***** EXTRACTED INFORMATION

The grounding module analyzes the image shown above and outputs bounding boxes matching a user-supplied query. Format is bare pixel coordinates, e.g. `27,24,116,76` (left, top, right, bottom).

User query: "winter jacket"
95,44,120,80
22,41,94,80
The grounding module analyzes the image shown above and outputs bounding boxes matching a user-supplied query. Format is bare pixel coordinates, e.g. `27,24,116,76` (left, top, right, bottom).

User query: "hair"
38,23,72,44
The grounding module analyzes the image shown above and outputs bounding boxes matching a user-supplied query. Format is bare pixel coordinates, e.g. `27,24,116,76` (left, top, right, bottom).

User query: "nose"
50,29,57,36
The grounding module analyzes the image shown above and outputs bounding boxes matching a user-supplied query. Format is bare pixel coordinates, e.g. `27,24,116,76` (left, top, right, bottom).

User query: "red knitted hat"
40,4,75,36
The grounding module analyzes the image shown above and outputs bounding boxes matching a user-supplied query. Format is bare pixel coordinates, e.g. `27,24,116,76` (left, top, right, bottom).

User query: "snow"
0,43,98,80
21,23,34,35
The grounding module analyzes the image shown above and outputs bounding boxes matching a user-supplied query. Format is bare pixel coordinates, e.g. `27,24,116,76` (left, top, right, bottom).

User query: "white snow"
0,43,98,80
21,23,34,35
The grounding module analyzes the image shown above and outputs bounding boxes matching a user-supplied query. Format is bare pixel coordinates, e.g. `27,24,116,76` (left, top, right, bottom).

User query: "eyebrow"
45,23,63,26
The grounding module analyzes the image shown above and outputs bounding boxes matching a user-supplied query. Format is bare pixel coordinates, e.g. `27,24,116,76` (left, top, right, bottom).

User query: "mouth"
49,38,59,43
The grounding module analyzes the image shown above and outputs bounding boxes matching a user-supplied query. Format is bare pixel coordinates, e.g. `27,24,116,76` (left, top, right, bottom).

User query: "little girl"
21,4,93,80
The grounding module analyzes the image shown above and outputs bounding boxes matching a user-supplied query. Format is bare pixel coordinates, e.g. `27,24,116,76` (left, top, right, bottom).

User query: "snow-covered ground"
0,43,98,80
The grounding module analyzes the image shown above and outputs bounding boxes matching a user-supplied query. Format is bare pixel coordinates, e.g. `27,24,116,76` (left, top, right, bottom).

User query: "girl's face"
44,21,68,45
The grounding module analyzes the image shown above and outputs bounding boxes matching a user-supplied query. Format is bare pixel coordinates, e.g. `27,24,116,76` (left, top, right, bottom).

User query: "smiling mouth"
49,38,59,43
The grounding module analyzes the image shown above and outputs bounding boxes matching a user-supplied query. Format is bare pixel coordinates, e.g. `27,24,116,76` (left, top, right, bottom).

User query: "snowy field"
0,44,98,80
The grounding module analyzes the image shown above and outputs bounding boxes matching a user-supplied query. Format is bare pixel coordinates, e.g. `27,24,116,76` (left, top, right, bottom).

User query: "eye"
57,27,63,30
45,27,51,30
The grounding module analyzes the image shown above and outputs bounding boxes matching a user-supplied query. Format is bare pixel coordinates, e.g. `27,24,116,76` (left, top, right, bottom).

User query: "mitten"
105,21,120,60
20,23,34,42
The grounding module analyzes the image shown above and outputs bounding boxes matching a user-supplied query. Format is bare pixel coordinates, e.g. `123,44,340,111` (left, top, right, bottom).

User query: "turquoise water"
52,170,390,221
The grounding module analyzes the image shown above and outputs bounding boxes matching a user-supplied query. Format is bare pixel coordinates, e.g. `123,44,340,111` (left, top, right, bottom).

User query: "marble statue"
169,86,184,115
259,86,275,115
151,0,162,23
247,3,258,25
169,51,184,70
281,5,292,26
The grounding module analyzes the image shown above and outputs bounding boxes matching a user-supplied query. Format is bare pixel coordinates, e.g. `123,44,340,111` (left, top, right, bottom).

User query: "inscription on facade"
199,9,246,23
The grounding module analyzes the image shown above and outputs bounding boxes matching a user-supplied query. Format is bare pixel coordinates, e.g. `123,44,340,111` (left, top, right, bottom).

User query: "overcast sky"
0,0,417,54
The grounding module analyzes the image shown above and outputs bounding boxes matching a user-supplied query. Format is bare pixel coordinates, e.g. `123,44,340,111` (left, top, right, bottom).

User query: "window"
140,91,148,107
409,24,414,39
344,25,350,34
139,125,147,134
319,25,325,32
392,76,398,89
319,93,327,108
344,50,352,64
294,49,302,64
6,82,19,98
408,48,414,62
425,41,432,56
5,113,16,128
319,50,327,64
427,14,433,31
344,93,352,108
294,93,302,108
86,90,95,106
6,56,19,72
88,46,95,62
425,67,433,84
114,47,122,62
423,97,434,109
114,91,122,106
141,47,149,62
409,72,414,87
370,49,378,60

**********

WHAT YOU WILL DO
Return each line of the listing that contains the string "mouth", copying every such line in full.

RESULT BELOW
User query: "mouth"
User query: "smiling mouth"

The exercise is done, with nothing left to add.